(Items for identifying locations)
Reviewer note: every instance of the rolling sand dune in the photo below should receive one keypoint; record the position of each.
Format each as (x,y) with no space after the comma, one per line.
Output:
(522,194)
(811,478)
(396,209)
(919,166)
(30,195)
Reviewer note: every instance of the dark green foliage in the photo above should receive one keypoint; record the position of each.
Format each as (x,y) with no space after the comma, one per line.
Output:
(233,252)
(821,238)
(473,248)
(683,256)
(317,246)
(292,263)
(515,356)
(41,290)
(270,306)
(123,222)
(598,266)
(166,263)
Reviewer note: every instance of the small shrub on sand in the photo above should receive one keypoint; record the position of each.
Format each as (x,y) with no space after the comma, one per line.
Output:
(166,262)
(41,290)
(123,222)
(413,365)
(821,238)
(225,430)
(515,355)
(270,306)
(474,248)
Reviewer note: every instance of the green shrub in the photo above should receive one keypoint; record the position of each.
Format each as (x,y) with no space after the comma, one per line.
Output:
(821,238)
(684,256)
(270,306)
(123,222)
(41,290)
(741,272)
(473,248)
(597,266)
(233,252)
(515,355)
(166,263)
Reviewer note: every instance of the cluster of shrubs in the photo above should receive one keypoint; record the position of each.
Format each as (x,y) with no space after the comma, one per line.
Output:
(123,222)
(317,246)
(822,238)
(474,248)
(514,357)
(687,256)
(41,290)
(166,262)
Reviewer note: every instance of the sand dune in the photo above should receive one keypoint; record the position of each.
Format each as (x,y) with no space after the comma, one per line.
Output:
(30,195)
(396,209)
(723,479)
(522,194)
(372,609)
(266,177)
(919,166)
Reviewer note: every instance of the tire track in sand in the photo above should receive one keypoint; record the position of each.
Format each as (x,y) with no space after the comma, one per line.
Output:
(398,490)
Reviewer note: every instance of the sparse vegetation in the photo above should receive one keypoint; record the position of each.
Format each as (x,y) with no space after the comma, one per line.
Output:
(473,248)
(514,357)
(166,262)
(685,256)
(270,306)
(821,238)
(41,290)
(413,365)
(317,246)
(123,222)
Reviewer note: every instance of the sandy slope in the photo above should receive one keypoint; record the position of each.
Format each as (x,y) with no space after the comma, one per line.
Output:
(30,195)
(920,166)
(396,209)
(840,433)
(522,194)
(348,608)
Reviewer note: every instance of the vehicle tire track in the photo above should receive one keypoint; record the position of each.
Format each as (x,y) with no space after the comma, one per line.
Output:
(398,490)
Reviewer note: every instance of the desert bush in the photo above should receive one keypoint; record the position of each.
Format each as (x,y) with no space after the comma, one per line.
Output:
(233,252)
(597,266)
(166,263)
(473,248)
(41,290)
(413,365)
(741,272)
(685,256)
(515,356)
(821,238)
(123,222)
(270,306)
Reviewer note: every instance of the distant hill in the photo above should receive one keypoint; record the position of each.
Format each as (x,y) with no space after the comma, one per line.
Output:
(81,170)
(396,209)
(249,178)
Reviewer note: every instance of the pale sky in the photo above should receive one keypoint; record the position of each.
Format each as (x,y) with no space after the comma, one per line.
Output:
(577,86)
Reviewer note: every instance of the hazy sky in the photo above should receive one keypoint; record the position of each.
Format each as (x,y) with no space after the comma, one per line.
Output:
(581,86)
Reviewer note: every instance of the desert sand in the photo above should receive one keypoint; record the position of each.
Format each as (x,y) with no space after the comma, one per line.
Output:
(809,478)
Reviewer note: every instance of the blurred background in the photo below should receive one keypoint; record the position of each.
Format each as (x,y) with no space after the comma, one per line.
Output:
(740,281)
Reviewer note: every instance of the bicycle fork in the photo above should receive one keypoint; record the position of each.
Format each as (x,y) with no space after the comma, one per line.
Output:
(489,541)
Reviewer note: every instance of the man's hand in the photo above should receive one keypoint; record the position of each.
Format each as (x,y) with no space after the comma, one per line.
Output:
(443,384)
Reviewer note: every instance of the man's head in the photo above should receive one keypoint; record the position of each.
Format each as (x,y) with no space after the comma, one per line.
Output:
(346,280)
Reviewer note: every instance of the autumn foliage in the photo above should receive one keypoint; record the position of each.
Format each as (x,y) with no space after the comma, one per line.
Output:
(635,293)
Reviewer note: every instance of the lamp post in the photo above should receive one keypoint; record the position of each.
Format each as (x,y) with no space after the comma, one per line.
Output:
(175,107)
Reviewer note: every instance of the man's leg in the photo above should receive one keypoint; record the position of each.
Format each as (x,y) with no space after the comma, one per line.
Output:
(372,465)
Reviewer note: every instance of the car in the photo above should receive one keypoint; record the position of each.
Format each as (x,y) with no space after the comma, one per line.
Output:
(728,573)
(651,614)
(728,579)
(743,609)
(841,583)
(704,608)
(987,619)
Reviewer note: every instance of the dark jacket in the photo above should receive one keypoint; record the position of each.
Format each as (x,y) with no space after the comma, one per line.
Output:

== Your instructions ==
Turn all the lines above into a numbered list, leaving out any blank lines.

== Full response ==
1. Reviewer note: every instance of the rolling sand dune in the photo below should receive one keypoint; record the position of each.
2. Format each as (x,y) with no space after the comma, one per line.
3. Output:
4. (522,194)
5. (811,478)
6. (396,209)
7. (919,166)
8. (30,195)
9. Reviewer note: every instance of the dark green foliage in the photo above should receive one keypoint; record the position of each.
10. Format each as (x,y) with no space after the comma, one per line.
11. Output:
12. (233,252)
13. (821,238)
14. (473,248)
15. (683,256)
16. (317,246)
17. (292,263)
18. (515,356)
19. (41,290)
20. (270,306)
21. (123,222)
22. (598,266)
23. (166,263)
24. Reviewer note: every instance of the small shrub on sand in the photo above should receive one keypoint; record the position of each.
25. Format each as (x,y) with no space after the comma, one per line.
26. Output:
27. (166,262)
28. (41,290)
29. (123,222)
30. (413,365)
31. (821,238)
32. (225,430)
33. (515,355)
34. (270,306)
35. (474,248)
36. Reviewer note: every instance of the green shrub in the photo above should receive one keypoint; record the position of each.
37. Format each as (x,y) with no space after the comma, one per line.
38. Output:
39. (821,238)
40. (684,256)
41. (270,306)
42. (123,222)
43. (41,290)
44. (741,272)
45. (473,248)
46. (597,266)
47. (233,252)
48. (515,355)
49. (166,263)
50. Reviewer note: every instance of the cluster of shrubs in the photo above should receive one keypoint; record the position of each.
51. Format each as (x,y) with no space after the comma, one per line.
52. Output:
53. (123,222)
54. (317,246)
55. (822,238)
56. (474,248)
57. (514,357)
58. (687,256)
59. (41,290)
60. (166,262)
61. Reviewer note: every instance of the sand dune in the photo above should receive one keypoint; record the position of each.
62. Format each as (x,y) with no space after the comma, one per line.
63. Output:
64. (30,195)
65. (396,209)
66. (723,479)
67. (522,194)
68. (372,609)
69. (266,177)
70. (919,166)
71. Reviewer note: every instance of the tire track in sand in the photo above should receive one keypoint; record the position of each.
72. Format each as (x,y) with no space after the comma, one per line.
73. Output:
74. (398,490)
75. Reviewer note: every instance of the sparse vegetation in the photo above should receive one keypoint; record the position of each.
76. Format each as (x,y) with no space after the comma, one per line.
77. Output:
78. (473,248)
79. (514,357)
80. (166,262)
81. (685,256)
82. (270,306)
83. (821,238)
84. (41,290)
85. (413,365)
86. (317,246)
87. (123,222)
88. Reviewer note: every instance of the sandy slope in the photo above should receive one keypoint; record the position of each.
89. Format each as (x,y) with no space after the comma, one per line.
90. Output:
91. (30,195)
92. (920,166)
93. (396,209)
94. (840,433)
95. (522,194)
96. (348,608)
97. Reviewer note: every instance of the vehicle tire track in the photo above should receive one keypoint; record the position of each.
98. Format each as (x,y) with no space after the comma, one per line.
99. Output:
100. (398,490)
101. Reviewer note: every instance of the desert bush in the photo above should receive one keypoint; record the position of each.
102. Format each as (x,y) with no space after the comma, one per line.
103. Output:
104. (233,252)
105. (597,266)
106. (166,263)
107. (473,248)
108. (41,290)
109. (413,365)
110. (741,272)
111. (685,256)
112. (515,356)
113. (821,238)
114. (123,222)
115. (270,306)
116. Reviewer note: every instance of the distant hill in the photo above should receive one keypoint; record the position of each.
117. Format each as (x,y) with no space after the comma, one per line.
118. Output:
119. (81,170)
120. (396,209)
121. (249,178)
122. Reviewer note: every instance of the pale sky in the photo above should receive one keypoint; record the position of each.
123. Format each as (x,y) with no space after the comma, one per line.
124. Output:
125. (577,86)
126. Reviewer note: every instance of the hazy sky in the photo above should receive one keypoint; record the position of each.
127. Format each as (x,y) with no space after the comma, one per line.
128. Output:
129. (581,86)
130. Reviewer note: every instance of the desert sand in the photo above should receive one keypoint; record the position of each.
131. Format each as (x,y) with no space after the comma, one per line.
132. Output:
133. (809,478)
134. Reviewer note: every instance of the blurred background in the photo below should receive one keypoint; record the position of each.
135. Format each as (x,y) with no space after the comma, one per line.
136. Output:
137. (740,281)
138. Reviewer note: every instance of the bicycle fork in the photo above should receive one keypoint; record the position of each.
139. Format each as (x,y) with no space after the comma, one per line.
140. Output:
141. (489,541)
142. Reviewer note: every instance of the man's hand in the photo above should receive one keypoint; record the position of each.
143. Format each as (x,y) with no space after the comma, one per line.
144. Output:
145. (443,384)
146. Reviewer note: every instance of the man's head in the photo above should receive one keypoint; record the position of each.
147. Format each as (x,y) with no space after the comma, one per line.
148. Output:
149. (346,280)
150. Reviewer note: every instance of the autumn foliage in the photo above should receive one keypoint; record the position of each.
151. Format each as (x,y) with no space after the comma, one per line.
152. Output:
153. (635,293)
154. Reviewer note: every instance of the lamp post in the photo above should receive one keypoint; record the position of each.
155. Format each as (x,y) with no space after the comma, one per line.
156. Output:
157. (175,107)
158. Reviewer note: every instance of the man's leg in the photo above should receive one keypoint; record the position of each.
159. Format each as (x,y) with no space after the comma, one per line.
160. Output:
161. (372,465)
162. Reviewer note: every instance of the car in the photo above should receive one keypoint; record the position of each.
163. Format each as (x,y) with no space after the comma, one per line.
164. Output:
165. (728,573)
166. (651,614)
167. (728,579)
168. (743,609)
169. (841,583)
170. (704,608)
171. (987,619)
172. Reviewer note: every instance of the dark jacket in the photo above should receive one keypoint; record the position of each.
173. Format each as (x,y) with no space after the comma, one per line.
174. Output:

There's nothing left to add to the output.